··· Data ···
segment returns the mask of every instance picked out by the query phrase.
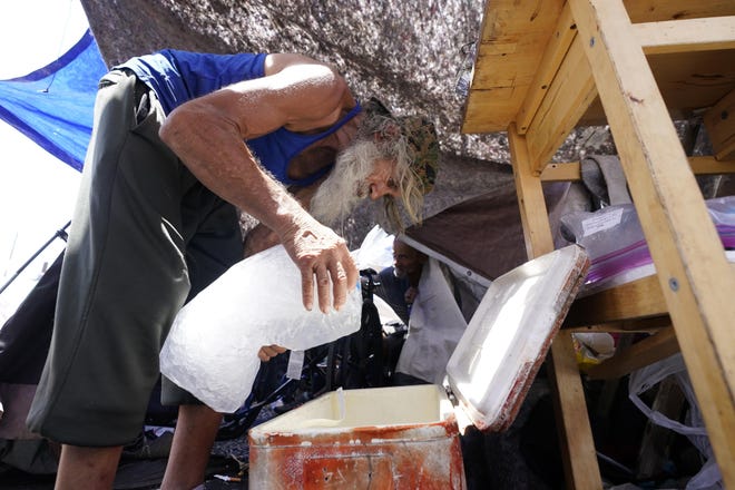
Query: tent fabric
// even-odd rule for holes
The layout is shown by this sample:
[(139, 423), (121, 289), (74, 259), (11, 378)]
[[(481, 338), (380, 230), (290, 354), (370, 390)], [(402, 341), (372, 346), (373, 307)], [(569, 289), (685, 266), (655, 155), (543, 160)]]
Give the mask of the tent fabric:
[(0, 118), (81, 170), (91, 136), (97, 84), (106, 72), (88, 29), (56, 61), (23, 77), (0, 80)]
[(512, 188), (451, 206), (405, 235), (490, 281), (528, 259)]

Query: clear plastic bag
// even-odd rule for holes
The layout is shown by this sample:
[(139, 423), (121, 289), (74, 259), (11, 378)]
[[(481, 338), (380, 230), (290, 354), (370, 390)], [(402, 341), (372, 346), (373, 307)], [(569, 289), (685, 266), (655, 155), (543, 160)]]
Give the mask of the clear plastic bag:
[(218, 412), (249, 394), (262, 345), (304, 351), (360, 329), (362, 293), (337, 312), (304, 308), (301, 273), (283, 246), (231, 267), (182, 308), (160, 352), (160, 372)]
[[(689, 402), (689, 413), (687, 423), (682, 423), (672, 420), (663, 413), (653, 410), (640, 400), (639, 394), (650, 390), (653, 386), (661, 382), (668, 376), (676, 376), (676, 380), (684, 392), (687, 401)], [(695, 474), (687, 483), (686, 490), (710, 490), (723, 489), (724, 483), (722, 473), (715, 461), (709, 444), (709, 438), (704, 427), (702, 412), (697, 405), (697, 399), (694, 395), (692, 381), (686, 372), (684, 365), (684, 357), (682, 354), (675, 354), (670, 357), (664, 359), (654, 364), (647, 365), (640, 370), (630, 373), (628, 381), (628, 396), (630, 401), (657, 425), (668, 428), (682, 435), (686, 435), (692, 444), (694, 444), (703, 458), (706, 460), (702, 469)]]

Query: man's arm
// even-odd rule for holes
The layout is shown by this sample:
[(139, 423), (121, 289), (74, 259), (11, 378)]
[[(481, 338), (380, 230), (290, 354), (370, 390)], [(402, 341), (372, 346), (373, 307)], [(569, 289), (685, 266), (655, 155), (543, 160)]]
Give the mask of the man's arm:
[(179, 106), (160, 137), (205, 186), (278, 235), (301, 271), (304, 306), (313, 305), (316, 275), (318, 305), (326, 312), (330, 278), (335, 307), (357, 281), (345, 242), (266, 174), (243, 140), (282, 126), (301, 131), (329, 126), (351, 96), (342, 77), (325, 65), (283, 59), (266, 63), (266, 77)]

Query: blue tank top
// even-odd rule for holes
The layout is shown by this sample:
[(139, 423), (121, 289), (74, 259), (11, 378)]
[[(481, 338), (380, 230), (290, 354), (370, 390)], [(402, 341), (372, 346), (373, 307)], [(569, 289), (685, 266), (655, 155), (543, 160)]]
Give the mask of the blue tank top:
[[(266, 53), (213, 55), (165, 49), (133, 58), (115, 68), (128, 68), (150, 87), (166, 115), (182, 104), (228, 85), (265, 76)], [(253, 154), (276, 179), (285, 185), (308, 185), (326, 174), (331, 166), (300, 179), (287, 176), (291, 159), (310, 145), (330, 136), (361, 111), (357, 104), (346, 116), (326, 130), (313, 135), (278, 128), (246, 140)]]

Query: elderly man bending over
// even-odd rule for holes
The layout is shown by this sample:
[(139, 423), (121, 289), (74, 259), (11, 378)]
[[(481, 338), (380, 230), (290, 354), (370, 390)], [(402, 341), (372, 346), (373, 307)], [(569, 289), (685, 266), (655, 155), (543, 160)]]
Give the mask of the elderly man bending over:
[[(357, 271), (329, 226), (364, 198), (384, 199), (394, 219), (398, 198), (419, 219), (438, 155), (431, 124), (361, 105), (332, 67), (300, 55), (165, 50), (114, 68), (99, 87), (28, 418), (62, 443), (59, 489), (111, 488), (174, 316), (242, 258), (238, 209), (285, 246), (304, 307), (326, 311), (331, 292), (339, 308)], [(196, 488), (220, 414), (170, 383), (163, 398), (179, 416), (161, 488)]]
···
▶ **Work to complete**
Please format everything in the data from the line containing "Query: clear plastic bag" down to the line containing "352), (160, 372)]", both included, as a JSON list of strings with one string per line and no blank lines.

▶ **Exercise output**
[
  "Query: clear plastic bag",
  "// even-odd rule for holes",
  "The layout is shown by this sample:",
  "[(139, 423), (121, 289), (74, 259), (11, 378)]",
  "[[(481, 338), (380, 230), (290, 354), (370, 390)], [(402, 341), (372, 346), (373, 307)], [(569, 289), (685, 266), (655, 155), (543, 160)]]",
  "Give the mask of the clear plastic bag:",
  "[(218, 412), (249, 394), (262, 345), (304, 351), (360, 329), (362, 293), (337, 312), (304, 308), (301, 273), (283, 246), (231, 267), (182, 308), (160, 352), (160, 372)]"
]